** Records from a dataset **

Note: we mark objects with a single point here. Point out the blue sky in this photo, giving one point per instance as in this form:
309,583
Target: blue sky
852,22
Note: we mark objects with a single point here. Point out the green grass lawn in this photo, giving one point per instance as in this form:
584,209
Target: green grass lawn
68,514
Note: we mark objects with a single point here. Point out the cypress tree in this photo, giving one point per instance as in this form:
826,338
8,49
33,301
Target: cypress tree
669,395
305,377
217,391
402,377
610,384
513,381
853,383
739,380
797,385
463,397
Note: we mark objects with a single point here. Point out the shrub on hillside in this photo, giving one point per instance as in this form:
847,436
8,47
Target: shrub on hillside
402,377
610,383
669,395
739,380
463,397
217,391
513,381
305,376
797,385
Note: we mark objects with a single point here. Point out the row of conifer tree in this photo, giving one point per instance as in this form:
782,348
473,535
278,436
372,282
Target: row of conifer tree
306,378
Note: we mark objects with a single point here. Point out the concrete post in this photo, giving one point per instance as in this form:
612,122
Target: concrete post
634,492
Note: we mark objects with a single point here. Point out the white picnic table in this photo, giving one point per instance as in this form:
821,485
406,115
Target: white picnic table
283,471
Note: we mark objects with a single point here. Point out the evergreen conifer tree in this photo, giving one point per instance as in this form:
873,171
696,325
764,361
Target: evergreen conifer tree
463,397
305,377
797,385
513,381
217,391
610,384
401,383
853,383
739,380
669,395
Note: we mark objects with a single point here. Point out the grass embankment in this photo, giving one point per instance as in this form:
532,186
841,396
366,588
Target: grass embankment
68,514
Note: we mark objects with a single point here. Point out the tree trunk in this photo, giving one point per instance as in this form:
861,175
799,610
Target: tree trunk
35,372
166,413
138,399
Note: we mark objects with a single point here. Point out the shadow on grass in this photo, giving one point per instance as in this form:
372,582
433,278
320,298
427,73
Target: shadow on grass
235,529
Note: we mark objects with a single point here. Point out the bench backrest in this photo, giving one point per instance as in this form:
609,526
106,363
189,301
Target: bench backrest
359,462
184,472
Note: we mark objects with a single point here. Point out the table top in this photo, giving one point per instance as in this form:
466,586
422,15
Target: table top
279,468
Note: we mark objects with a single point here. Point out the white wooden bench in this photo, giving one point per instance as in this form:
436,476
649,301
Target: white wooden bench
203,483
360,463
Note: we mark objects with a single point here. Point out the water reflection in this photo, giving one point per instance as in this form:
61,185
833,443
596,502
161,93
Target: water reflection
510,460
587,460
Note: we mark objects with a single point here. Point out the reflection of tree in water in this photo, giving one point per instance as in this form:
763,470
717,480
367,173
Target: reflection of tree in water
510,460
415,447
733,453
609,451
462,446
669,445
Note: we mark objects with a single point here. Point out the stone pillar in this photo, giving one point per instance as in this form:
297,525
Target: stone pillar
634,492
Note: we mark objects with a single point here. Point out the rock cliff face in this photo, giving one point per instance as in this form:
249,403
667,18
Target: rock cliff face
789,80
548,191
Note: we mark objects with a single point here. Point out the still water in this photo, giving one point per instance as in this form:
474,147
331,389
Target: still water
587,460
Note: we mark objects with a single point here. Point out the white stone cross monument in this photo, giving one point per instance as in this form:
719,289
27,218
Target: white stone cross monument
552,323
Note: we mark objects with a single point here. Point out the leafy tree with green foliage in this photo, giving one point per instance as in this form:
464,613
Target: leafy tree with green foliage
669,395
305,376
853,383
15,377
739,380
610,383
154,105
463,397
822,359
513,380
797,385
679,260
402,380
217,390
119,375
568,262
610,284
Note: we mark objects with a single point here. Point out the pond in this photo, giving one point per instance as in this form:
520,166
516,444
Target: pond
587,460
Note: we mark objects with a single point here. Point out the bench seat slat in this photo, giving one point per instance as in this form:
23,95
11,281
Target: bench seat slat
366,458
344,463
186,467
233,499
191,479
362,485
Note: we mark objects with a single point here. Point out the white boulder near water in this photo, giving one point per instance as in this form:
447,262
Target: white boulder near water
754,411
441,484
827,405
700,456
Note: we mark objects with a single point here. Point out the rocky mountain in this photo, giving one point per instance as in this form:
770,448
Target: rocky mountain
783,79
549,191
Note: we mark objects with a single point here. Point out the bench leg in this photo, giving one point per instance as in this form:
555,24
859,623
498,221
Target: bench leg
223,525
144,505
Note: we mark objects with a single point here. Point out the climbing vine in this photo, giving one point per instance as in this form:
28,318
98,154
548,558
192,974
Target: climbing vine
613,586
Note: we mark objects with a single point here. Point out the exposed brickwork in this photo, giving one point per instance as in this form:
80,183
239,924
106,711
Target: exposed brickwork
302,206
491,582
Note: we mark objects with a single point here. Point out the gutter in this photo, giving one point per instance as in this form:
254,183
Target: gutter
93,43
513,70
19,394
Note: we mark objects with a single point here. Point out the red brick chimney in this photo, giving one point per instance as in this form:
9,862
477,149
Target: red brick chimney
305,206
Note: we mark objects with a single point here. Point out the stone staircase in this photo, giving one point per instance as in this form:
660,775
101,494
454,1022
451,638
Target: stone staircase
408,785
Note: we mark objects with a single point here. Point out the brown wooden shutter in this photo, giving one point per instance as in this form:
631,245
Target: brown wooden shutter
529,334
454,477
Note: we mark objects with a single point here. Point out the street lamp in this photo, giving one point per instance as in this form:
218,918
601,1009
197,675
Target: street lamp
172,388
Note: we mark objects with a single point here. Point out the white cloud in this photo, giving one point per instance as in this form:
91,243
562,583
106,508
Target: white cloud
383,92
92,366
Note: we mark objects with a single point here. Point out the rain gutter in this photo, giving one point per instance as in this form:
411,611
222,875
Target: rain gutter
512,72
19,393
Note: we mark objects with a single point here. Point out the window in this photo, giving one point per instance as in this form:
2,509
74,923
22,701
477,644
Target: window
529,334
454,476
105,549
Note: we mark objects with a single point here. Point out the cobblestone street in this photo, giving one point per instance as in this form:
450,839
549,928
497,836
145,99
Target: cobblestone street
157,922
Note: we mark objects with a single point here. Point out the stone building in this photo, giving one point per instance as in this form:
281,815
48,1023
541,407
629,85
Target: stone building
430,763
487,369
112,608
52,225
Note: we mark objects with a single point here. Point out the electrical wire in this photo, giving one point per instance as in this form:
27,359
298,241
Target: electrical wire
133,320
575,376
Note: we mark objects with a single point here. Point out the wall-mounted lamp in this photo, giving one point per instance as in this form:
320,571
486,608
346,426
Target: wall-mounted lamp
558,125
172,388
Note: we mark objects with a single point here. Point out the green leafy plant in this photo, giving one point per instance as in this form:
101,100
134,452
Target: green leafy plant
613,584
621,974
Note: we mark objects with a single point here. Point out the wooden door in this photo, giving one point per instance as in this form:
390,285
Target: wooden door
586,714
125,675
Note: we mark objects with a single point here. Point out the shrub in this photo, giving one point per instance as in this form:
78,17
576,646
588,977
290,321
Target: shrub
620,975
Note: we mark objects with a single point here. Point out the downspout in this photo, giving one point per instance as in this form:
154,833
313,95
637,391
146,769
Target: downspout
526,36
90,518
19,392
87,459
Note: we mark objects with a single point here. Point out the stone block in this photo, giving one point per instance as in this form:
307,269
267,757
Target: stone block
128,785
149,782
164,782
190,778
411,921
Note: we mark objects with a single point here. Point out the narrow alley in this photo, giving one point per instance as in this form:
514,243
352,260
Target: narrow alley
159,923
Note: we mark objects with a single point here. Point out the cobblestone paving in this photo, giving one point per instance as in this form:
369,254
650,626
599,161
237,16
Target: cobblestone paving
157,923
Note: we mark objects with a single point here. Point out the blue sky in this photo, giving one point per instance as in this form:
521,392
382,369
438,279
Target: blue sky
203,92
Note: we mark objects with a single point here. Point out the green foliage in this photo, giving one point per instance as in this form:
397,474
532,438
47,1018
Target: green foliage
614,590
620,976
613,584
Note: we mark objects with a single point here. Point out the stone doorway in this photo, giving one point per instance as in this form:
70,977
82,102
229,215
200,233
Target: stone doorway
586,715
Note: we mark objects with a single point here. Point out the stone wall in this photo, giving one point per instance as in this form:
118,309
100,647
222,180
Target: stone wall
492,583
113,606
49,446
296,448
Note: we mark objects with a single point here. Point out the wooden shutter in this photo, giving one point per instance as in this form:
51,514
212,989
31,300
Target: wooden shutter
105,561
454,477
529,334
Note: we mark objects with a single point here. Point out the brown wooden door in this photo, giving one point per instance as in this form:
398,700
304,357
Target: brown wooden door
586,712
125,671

** What is asked **
Reproduce the lines starting at the one that contains "the stone doorway" and continuing through the last line of the records, with both ends included.

** Solution for this problem **
Note: we mark objects with a single point here. Point out the stone doorway in this photo, giving one point per instance as in this form:
70,977
82,102
229,215
200,233
Target: stone doorway
586,715
Note: we mark objects with a single point here. Point out the stone wall in this photo, giving one point per instance as in this form:
118,309
100,647
222,180
Target: stone wall
492,583
113,606
49,446
296,448
Note: we mark objects with a single point here. Point out the wooden shutter in this photo, giving one point per instance as in this form:
51,514
212,989
31,300
Target: wooden shutter
105,561
454,477
529,334
Note: we mark objects with a single point here. Point out the brown wooden door in this photo, giving one point per instance as in this form:
398,700
304,357
Target: brown wooden door
586,712
125,671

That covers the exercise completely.